# [TASK MATERIAL]
╭──
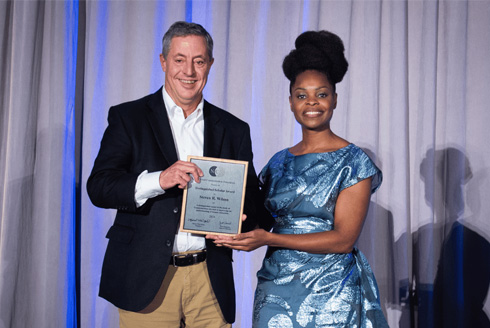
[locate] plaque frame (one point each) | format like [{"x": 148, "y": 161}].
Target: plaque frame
[{"x": 207, "y": 198}]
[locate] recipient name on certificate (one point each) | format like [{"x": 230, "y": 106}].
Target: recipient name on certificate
[{"x": 215, "y": 205}]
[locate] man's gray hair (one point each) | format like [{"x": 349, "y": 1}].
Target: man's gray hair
[{"x": 184, "y": 29}]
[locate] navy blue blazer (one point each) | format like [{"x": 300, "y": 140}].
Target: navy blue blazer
[{"x": 141, "y": 240}]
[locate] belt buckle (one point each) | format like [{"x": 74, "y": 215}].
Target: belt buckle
[{"x": 175, "y": 257}]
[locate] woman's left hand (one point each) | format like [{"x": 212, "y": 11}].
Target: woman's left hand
[{"x": 247, "y": 241}]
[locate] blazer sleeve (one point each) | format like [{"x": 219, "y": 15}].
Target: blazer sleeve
[{"x": 111, "y": 183}]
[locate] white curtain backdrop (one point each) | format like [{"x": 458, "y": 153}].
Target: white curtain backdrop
[
  {"x": 416, "y": 98},
  {"x": 37, "y": 165}
]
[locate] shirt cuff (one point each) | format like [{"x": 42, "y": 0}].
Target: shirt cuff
[{"x": 147, "y": 186}]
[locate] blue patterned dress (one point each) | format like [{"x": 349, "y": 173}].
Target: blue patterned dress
[{"x": 300, "y": 289}]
╰──
# [WHAT TO WORK ON]
The lines from the one containing "[locate] blazer sleeve" through the final line of the listing above are to be repeated exactly, and nothing else is to be printed.

# [TASK RESPONSE]
[locate] blazer sleeve (one point each) | format like [{"x": 219, "y": 15}].
Target: blazer sleeve
[{"x": 111, "y": 183}]
[locate] white curtain backdrop (one point each) | format like [{"x": 458, "y": 153}].
Target: white curtain backdrop
[
  {"x": 416, "y": 98},
  {"x": 37, "y": 165}
]
[locate] shirt cuff (one point each) | format like [{"x": 42, "y": 0}].
Target: shirt cuff
[{"x": 147, "y": 186}]
[locate] blue patterned dress (one point each) | format like [{"x": 349, "y": 173}].
Target: blue patterned dress
[{"x": 300, "y": 289}]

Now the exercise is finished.